筆者は毎年12月になると書棚から何十冊かの本を選んで、大学の図書館に寄付するか、ゴミとして処分するかのいずれかにしている。今それをしている最中だが処分する前にパラパラとめくってみる。
絶対処分しないのは所謂古典である。あるいは古典についての解説本である。これは毎年毎年書棚に残る。流行本の100冊から得るものよりも古典の1冊から得る方が大きい。
ところで今年処分する本をめくってみると、アベノミクス相場について言い当てていた本に下記のようなものがある。

【的確に言い当てていた本】
・『日本株 転機のシグナル』(前田昌孝)
サブタイトルは「底入れ、反転の展開を読む」である。
これは2012年7月の刊行である。アベノミクス相場始動3か月前だ。著者は日本経済研究センター(旧経済企画庁のアウトソーシング先のような機関)の研究員で東京大学を卒業し、日経新聞の経済部ワシントン支局デスク編集部員などを経てきた人である。
2012年7月と言えば、その年の11月14日をアベノミス始動点とする時だ。そして日本株転機のシグナルが見えるとして根拠をあげている。結果的にはこれは全部当たっていた。

・『「運用立国」で日本は大繁栄する』(澤上篤人)
彼はポジショントークで言っている面が多いと思う。それはそれで良いが、その発行が2008年9月である。リーマンショック発生の時である。
日経平均は小泉郵政改革相場の1万8000円台から1万1000円下がって半分以下になったそのプロセスである。大天井からサブプライム破裂で日経平均は5,000円幅を下がり、それがもとでリーマンが破綻したのは2008年9月だが、その2008年9月に発刊した「運用立国で日本は大繁栄する」というのだ。
そして、その論拠は一応もっともである。これも年末整理する書棚には処分しないで記念としてとってある。

### [課題]
a - 本文の内容を二文で要約せよ。
b - 本文について次の問いに答えよ。
(i) 筆者は毎年12月に書棚から選んだ本をどうしているか。
(ii) 『日本株 転機のシグナル』は何年何月に刊行されたか。
(iii) 『「運用立国」で日本は大繁栄する』が発行された時期には何が発生したか。
データは本文とは関係のない別の資料である。

### [データ]

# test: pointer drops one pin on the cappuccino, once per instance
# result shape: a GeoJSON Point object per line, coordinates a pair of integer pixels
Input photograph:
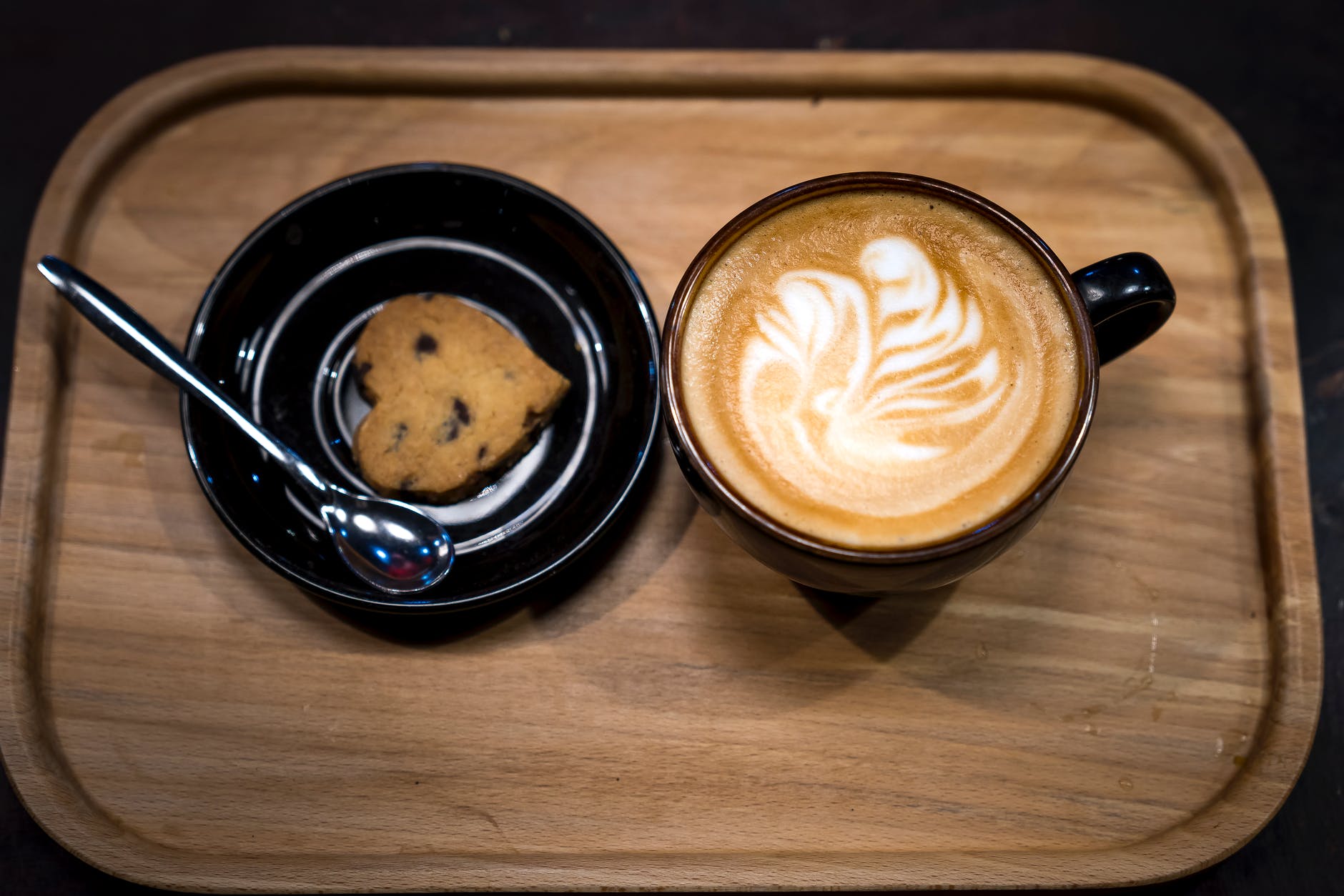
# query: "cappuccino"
{"type": "Point", "coordinates": [878, 369]}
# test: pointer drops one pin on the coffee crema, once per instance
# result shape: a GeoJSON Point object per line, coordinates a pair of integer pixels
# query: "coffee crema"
{"type": "Point", "coordinates": [879, 369]}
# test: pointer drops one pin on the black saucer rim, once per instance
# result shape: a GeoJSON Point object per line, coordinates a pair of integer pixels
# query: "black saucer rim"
{"type": "Point", "coordinates": [367, 601]}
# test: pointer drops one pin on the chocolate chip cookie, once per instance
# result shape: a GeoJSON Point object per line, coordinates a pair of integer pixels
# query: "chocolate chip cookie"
{"type": "Point", "coordinates": [456, 399]}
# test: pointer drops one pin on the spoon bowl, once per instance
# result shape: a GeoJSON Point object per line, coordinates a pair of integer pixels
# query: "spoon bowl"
{"type": "Point", "coordinates": [400, 554]}
{"type": "Point", "coordinates": [394, 547]}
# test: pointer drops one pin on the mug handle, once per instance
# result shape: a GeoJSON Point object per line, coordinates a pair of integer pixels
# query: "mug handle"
{"type": "Point", "coordinates": [1128, 299]}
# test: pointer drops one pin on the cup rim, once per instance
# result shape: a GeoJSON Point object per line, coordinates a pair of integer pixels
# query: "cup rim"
{"type": "Point", "coordinates": [1003, 522]}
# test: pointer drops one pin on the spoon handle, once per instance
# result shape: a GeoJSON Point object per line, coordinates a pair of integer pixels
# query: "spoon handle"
{"type": "Point", "coordinates": [128, 329]}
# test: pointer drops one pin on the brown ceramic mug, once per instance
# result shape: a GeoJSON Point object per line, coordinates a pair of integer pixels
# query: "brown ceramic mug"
{"type": "Point", "coordinates": [1108, 308]}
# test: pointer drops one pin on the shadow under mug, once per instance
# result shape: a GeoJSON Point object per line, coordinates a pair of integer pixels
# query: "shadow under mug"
{"type": "Point", "coordinates": [1115, 305]}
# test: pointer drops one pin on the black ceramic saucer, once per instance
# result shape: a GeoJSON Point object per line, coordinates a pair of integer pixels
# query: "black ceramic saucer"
{"type": "Point", "coordinates": [277, 329]}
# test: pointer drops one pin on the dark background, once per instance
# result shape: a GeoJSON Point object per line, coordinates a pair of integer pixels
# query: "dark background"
{"type": "Point", "coordinates": [1276, 70]}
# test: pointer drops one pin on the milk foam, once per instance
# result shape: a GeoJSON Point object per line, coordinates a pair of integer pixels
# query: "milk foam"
{"type": "Point", "coordinates": [876, 375]}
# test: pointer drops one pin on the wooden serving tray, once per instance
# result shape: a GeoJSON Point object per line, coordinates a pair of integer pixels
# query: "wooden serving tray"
{"type": "Point", "coordinates": [1127, 696]}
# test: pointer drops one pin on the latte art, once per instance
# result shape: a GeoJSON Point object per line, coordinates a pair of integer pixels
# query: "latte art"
{"type": "Point", "coordinates": [876, 371]}
{"type": "Point", "coordinates": [884, 367]}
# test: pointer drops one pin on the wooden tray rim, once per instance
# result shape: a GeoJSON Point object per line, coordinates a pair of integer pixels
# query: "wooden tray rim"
{"type": "Point", "coordinates": [29, 507]}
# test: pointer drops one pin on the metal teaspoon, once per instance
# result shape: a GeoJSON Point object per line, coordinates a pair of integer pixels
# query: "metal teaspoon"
{"type": "Point", "coordinates": [389, 544]}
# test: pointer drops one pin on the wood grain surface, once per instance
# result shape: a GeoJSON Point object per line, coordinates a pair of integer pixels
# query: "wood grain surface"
{"type": "Point", "coordinates": [1127, 696]}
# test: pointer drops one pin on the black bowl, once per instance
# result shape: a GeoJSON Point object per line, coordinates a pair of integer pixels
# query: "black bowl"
{"type": "Point", "coordinates": [277, 329]}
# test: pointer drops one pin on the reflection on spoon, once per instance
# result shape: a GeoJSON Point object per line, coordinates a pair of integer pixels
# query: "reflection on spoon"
{"type": "Point", "coordinates": [390, 544]}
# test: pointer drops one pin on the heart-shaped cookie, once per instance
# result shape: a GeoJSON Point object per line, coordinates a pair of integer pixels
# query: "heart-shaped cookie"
{"type": "Point", "coordinates": [456, 399]}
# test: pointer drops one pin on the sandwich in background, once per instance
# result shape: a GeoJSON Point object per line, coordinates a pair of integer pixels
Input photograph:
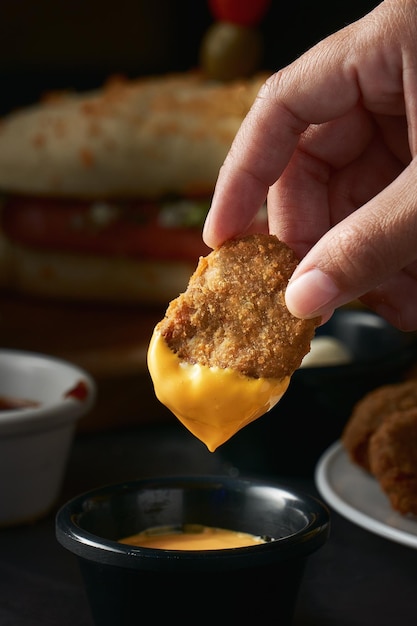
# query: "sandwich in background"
{"type": "Point", "coordinates": [103, 199]}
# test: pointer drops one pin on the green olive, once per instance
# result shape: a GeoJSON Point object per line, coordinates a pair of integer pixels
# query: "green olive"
{"type": "Point", "coordinates": [230, 51]}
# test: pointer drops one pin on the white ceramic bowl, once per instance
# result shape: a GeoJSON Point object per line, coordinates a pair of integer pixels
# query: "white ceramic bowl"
{"type": "Point", "coordinates": [35, 441]}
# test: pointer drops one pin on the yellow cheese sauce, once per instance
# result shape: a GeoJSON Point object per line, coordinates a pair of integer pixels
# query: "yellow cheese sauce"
{"type": "Point", "coordinates": [213, 403]}
{"type": "Point", "coordinates": [191, 537]}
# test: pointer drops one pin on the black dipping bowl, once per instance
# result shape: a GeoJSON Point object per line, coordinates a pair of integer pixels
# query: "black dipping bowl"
{"type": "Point", "coordinates": [229, 586]}
{"type": "Point", "coordinates": [319, 400]}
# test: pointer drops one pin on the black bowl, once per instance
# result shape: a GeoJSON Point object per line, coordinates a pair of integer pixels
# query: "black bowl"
{"type": "Point", "coordinates": [319, 400]}
{"type": "Point", "coordinates": [237, 585]}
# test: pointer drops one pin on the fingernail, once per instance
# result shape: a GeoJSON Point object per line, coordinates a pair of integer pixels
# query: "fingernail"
{"type": "Point", "coordinates": [310, 294]}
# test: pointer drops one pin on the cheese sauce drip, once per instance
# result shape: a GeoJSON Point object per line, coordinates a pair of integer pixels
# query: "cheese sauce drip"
{"type": "Point", "coordinates": [213, 403]}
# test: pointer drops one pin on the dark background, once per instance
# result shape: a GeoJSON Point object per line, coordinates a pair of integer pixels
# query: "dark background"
{"type": "Point", "coordinates": [77, 44]}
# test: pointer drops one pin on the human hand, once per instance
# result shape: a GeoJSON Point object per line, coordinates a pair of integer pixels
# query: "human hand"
{"type": "Point", "coordinates": [331, 140]}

### [解答]
a - 筆者は毎年12月に書棚から何十冊かの本を選んで大学の図書館に寄付するか処分しているが、古典や古典の解説本は絶対に処分しない。今年めくってみた本の中には、2012年7月刊行の『日本株 転機のシグナル』のようにアベノミクス相場を的確に言い当てていた本があり、2008年9月発行の『「運用立国」で日本は大繁栄する』は処分せずに記念としてとってある。

b -
(i) 大学の図書館に寄付するか、ゴミとして処分するかのいずれかにしている。
(ii) 2012年7月。
(iii) リーマンショック。